▶ [ACTION ITEM] Each line below must be printed exactly as it stands.

Records drawn from a dataset
%%

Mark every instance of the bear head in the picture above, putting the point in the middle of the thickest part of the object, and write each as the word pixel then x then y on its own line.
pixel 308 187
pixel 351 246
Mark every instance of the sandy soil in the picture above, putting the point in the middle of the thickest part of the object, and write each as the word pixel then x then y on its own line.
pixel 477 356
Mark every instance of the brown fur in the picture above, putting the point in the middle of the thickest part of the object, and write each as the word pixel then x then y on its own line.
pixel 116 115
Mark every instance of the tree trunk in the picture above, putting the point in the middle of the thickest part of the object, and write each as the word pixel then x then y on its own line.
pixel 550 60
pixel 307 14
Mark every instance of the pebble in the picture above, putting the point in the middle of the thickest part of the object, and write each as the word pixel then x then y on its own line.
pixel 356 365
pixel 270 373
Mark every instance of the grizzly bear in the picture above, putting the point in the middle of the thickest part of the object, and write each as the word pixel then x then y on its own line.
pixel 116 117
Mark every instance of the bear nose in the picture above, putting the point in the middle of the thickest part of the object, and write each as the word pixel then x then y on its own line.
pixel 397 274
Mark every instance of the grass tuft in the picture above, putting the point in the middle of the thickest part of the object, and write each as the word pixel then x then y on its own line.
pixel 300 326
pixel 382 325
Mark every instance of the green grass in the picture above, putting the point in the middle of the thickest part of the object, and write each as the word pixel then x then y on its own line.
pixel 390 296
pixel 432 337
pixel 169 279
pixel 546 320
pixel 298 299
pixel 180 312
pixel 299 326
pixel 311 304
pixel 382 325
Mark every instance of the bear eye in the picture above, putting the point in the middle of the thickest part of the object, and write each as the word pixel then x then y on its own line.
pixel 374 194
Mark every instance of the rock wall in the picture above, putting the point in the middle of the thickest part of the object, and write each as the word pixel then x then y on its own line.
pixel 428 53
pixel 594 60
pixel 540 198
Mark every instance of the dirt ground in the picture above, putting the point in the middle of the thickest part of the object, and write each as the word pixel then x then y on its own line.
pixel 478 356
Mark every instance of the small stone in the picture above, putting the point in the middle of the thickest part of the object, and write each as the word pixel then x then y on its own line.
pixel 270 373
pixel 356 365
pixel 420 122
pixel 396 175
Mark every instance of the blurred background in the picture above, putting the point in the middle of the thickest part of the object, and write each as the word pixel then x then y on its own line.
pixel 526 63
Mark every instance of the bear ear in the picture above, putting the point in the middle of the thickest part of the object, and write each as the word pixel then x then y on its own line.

%%

▶ [REPLY TO THE TASK]
Mark every instance of the bear head in the picture above, putting the point in the middle of the thickest part of the object, and write each as the word pixel then x then y on its own line.
pixel 308 187
pixel 351 246
Mark every instance of the sandy soil in the picture above, putting the point in the middle of the thickest part of the object, and write each as the word pixel then x then y on its own line.
pixel 477 356
Mark every instance of the brown fur in the picture above, putting the point in the middle of the thickest part of the object, and write each as the word pixel then x then y on its own line.
pixel 116 115
Mark every instance of the tree trunk in the picture above, putting the point in the middle of the thickest part of the object, and write each as the word pixel then x then y on its own line.
pixel 550 60
pixel 307 14
Mark every instance of the pebble in the picture above, putting the point in the middle of the thickest part of the object, and write each as the word pixel then x then y on its own line.
pixel 356 365
pixel 270 373
Mark every instance of the grizzly bear in the picture above, putting the point in the middle of the thickest part of the object, and write each as the word pixel then x then y on its own line.
pixel 116 117
Mark every instance of the bear nose in the picture above, putting the point in the middle of the thickest part of the object, and write each as the word pixel then x then y on its own line.
pixel 397 274
Mark every instance of the grass tuft in the picture above, putting the point in the middle of the thickest part of the object, and write each as the word pixel then x then y on its own line.
pixel 300 326
pixel 382 325
Mark every instance of the green grass in the picture above, putting the point in the middle of the thickest part of the object, and write each as the word pixel then x then y on its own line.
pixel 390 296
pixel 432 337
pixel 169 279
pixel 546 320
pixel 298 299
pixel 180 312
pixel 299 326
pixel 311 304
pixel 382 325
Mark every instance of the bear eye in the picture above, putting the point in the middle of the thickest part of the object, and write each as the word pixel then x then y on its own line.
pixel 374 194
Mark every instance of the rock wall in the picture above, putting the point in the middle of the thickest part of the object, and write each as the word pixel then x then y on its own line.
pixel 428 53
pixel 594 60
pixel 540 198
Mark every instance of the dirt ground in the picture above, putting the point in the middle of the thickest part of the object, and write each as the word pixel then x then y on its own line.
pixel 478 356
Mark every instance of the small stone in the picture above, putting the point in the middle of the thickest part of the object, and write each as the word pixel then x then y on its own line.
pixel 270 373
pixel 356 365
pixel 420 122
pixel 396 175
Mark every instance of the blurred background in the picture above, putting the point in the middle of the thickest part of the object, and write each as the word pixel then x then y on its own line.
pixel 526 63
Mark every instance of the bear ear in the picture above, putting the point in the middle of the thickest part of the object, and write each as the word pixel then x then y on its own line.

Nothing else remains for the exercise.